__INSTRUCTIONS TO FOLLOW__.
Give the number of lines in the entries that contain "below". State only the count.

__RECORDS FOR THE TASK__.
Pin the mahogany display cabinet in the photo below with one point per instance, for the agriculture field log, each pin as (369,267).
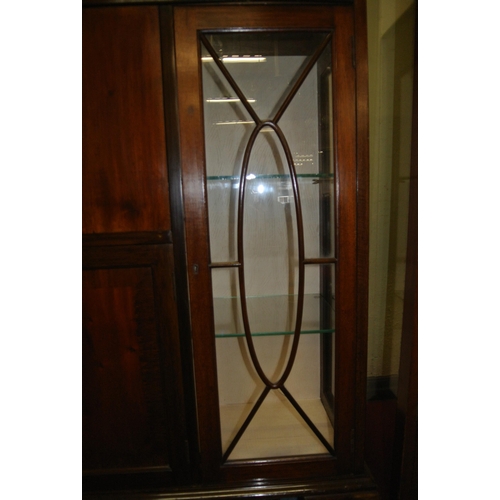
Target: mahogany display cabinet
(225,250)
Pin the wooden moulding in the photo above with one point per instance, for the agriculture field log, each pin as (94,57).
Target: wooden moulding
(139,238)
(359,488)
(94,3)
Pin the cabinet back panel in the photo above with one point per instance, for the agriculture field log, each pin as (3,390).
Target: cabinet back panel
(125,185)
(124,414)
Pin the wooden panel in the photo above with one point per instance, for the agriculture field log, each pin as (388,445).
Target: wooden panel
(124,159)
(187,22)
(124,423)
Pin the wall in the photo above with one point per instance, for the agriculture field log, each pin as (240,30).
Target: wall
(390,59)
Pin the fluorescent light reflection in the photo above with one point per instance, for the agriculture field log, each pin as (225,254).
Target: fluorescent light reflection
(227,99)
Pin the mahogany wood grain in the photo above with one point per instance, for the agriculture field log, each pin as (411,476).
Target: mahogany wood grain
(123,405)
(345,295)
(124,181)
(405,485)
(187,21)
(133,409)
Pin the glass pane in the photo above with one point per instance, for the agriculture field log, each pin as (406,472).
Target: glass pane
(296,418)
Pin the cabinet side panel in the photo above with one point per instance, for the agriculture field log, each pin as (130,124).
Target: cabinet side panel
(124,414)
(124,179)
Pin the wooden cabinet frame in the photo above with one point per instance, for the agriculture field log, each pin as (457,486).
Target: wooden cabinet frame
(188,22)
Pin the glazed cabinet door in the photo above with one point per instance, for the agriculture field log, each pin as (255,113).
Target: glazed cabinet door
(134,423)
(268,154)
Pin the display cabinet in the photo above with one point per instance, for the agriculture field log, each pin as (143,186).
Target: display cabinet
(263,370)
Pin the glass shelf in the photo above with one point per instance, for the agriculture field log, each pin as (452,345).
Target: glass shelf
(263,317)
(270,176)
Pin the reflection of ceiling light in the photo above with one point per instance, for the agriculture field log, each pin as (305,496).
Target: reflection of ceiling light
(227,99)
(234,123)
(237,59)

---

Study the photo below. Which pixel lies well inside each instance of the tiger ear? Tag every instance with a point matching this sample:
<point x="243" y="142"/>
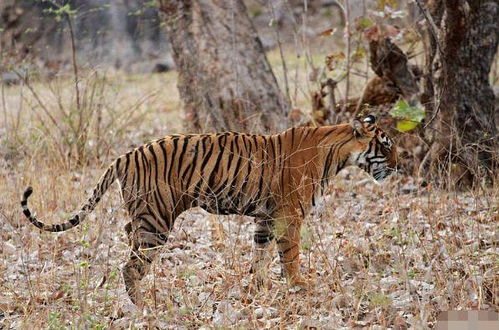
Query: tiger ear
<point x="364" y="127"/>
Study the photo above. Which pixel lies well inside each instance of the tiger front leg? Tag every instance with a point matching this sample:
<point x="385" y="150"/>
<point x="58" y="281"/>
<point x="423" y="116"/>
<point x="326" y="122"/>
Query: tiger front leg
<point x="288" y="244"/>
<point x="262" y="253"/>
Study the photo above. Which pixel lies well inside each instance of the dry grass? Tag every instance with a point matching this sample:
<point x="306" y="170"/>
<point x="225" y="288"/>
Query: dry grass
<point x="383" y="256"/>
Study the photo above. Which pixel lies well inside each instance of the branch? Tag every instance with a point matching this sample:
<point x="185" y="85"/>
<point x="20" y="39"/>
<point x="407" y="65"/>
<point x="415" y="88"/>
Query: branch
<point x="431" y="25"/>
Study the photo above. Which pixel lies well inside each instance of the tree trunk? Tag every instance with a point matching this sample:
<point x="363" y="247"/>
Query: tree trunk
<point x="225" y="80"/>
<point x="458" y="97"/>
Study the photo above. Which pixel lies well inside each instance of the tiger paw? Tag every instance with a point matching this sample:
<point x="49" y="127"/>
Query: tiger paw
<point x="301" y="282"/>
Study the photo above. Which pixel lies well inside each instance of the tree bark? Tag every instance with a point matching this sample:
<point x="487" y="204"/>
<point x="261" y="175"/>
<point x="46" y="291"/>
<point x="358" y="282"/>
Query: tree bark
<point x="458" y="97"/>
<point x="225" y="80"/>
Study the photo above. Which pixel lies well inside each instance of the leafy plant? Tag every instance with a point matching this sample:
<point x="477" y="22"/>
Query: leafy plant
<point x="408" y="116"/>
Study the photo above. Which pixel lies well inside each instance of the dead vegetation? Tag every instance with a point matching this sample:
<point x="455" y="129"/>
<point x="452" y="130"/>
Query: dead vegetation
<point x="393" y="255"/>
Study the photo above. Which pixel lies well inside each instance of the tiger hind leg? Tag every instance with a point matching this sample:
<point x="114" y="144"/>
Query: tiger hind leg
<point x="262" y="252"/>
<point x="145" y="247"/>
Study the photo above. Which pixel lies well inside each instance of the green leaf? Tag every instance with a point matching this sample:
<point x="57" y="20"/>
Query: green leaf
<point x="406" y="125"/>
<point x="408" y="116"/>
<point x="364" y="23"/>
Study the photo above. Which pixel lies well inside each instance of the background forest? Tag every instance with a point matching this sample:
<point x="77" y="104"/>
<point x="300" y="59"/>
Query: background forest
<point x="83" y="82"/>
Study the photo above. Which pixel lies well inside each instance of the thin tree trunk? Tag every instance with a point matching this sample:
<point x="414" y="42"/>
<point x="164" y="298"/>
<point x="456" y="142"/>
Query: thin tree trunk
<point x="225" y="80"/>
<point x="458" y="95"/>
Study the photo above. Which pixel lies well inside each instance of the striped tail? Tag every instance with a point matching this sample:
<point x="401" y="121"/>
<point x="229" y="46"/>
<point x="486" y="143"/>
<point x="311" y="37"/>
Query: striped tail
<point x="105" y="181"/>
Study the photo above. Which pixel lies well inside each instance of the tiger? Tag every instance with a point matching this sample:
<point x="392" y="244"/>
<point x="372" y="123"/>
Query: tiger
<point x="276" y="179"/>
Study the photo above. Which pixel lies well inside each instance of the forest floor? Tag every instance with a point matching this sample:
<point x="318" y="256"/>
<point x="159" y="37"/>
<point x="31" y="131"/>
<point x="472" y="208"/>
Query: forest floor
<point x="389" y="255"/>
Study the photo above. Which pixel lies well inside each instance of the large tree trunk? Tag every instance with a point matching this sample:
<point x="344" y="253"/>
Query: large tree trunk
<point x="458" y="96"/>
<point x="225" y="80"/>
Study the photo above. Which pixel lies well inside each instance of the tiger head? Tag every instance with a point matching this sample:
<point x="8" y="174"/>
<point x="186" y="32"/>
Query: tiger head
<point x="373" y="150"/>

...

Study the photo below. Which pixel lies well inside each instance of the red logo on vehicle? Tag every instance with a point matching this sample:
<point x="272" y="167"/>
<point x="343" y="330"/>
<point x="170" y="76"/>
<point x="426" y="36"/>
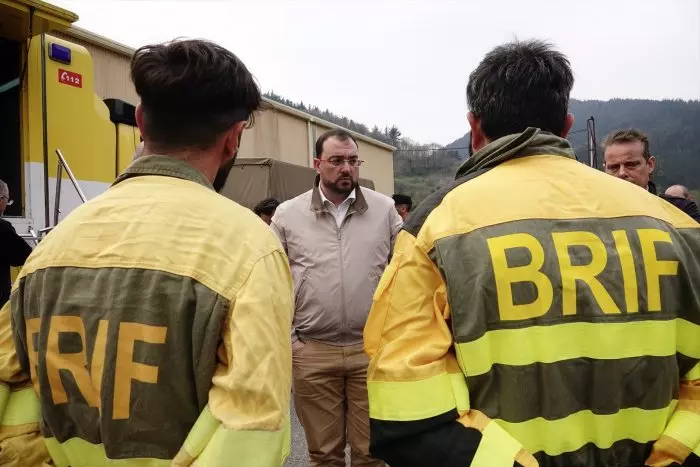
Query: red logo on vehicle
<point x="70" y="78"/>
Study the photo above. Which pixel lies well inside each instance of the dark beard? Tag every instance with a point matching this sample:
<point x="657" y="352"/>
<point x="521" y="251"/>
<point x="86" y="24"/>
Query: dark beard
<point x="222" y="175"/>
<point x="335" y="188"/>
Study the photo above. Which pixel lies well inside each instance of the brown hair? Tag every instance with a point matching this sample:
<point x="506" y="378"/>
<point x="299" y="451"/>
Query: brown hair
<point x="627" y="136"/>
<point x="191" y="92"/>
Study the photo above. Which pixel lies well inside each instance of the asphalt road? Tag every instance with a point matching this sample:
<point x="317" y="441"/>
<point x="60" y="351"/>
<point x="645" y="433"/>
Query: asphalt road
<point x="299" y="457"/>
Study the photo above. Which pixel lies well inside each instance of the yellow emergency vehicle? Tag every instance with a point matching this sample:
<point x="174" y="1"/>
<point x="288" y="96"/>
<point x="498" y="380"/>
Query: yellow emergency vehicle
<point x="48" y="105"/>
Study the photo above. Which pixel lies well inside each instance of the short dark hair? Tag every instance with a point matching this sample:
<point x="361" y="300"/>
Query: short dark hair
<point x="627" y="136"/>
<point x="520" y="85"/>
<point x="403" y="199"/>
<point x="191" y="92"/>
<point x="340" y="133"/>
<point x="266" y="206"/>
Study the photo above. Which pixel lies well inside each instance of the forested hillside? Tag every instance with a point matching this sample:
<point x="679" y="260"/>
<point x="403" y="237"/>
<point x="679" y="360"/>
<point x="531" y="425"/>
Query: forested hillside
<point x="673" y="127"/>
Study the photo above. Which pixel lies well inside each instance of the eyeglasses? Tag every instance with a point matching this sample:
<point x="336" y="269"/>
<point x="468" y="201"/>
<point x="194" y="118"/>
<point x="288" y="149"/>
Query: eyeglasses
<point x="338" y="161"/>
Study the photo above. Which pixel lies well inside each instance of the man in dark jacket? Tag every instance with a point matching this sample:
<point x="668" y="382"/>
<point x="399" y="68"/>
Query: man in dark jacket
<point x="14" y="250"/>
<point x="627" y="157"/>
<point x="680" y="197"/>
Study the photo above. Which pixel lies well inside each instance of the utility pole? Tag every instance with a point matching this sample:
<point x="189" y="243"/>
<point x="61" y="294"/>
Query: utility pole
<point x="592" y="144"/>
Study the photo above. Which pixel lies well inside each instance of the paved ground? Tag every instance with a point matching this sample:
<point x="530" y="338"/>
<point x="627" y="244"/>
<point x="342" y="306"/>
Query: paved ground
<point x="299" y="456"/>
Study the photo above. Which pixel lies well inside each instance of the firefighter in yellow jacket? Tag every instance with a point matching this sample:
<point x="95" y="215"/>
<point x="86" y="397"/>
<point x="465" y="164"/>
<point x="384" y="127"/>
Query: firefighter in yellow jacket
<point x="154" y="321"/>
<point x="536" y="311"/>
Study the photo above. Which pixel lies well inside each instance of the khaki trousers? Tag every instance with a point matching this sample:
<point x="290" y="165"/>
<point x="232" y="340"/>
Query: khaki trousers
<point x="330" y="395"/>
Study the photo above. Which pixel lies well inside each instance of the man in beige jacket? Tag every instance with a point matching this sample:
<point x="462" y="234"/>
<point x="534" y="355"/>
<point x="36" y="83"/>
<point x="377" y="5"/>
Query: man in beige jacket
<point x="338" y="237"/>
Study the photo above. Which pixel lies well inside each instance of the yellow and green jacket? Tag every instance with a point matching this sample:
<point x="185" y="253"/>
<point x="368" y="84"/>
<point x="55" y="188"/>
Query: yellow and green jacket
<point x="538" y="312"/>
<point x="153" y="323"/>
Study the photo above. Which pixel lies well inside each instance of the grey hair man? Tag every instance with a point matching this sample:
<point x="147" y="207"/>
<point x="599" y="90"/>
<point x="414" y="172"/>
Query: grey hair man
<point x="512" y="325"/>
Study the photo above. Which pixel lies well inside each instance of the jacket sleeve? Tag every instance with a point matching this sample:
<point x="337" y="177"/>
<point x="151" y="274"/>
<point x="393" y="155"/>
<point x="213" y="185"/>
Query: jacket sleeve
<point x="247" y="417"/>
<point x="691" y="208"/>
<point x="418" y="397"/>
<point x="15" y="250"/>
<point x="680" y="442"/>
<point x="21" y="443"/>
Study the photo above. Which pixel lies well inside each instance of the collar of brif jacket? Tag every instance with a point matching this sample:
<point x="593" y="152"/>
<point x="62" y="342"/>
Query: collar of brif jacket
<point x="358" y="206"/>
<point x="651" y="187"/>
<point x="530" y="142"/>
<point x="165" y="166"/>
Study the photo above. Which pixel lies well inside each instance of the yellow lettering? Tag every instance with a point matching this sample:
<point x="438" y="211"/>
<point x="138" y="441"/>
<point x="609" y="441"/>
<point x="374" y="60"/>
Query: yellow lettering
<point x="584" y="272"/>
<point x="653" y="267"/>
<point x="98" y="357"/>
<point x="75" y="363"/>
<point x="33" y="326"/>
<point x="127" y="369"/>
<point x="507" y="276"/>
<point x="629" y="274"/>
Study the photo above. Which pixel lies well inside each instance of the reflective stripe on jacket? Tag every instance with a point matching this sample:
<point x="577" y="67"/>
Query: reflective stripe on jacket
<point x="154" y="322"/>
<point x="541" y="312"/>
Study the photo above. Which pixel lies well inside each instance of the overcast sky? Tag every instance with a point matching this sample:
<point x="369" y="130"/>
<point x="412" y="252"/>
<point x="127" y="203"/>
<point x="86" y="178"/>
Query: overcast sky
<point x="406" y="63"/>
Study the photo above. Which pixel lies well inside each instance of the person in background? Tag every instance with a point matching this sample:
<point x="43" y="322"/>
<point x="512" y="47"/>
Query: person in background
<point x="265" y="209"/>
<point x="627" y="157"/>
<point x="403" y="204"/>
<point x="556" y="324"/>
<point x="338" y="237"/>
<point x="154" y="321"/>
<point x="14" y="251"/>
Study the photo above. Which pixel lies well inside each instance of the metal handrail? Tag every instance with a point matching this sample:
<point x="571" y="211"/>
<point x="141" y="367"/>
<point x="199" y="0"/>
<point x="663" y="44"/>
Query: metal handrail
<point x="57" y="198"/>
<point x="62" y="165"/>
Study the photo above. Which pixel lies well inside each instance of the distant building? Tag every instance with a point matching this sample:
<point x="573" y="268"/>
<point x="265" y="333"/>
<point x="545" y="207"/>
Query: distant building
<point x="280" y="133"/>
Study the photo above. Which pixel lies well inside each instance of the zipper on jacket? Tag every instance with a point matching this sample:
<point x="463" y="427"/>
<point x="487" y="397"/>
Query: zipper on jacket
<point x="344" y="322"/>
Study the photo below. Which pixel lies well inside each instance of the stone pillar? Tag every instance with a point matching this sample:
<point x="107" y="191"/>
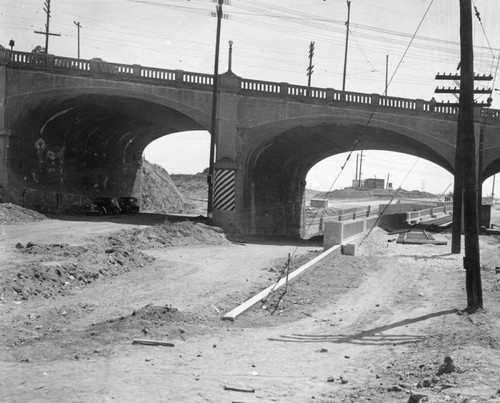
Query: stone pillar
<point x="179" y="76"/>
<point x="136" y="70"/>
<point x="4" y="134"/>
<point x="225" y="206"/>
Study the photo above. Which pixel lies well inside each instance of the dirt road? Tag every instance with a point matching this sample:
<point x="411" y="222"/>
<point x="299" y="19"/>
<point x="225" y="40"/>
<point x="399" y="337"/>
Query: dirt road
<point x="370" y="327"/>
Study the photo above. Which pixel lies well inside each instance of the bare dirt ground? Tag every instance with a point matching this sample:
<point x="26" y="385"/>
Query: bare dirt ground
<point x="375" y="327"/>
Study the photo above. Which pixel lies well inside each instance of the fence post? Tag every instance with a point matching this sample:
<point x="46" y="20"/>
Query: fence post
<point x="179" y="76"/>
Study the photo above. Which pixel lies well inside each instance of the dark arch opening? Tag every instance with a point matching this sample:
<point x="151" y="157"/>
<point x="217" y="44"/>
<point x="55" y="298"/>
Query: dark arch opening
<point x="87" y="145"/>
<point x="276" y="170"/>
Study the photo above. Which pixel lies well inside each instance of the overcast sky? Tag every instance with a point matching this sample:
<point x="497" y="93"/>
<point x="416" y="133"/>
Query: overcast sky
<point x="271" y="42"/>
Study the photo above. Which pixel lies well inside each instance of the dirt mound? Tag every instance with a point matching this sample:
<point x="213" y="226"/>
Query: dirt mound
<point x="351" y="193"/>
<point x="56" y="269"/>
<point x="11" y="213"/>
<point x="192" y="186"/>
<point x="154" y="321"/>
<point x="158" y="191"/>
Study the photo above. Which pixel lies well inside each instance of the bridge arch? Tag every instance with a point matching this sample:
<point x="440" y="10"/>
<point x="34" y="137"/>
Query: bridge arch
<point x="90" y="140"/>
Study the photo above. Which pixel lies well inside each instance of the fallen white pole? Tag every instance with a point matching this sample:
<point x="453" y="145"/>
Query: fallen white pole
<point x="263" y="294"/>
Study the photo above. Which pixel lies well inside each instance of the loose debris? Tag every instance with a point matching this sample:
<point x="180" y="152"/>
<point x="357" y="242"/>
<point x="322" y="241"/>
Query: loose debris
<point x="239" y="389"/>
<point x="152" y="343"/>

__WORKED SOLUTION__.
4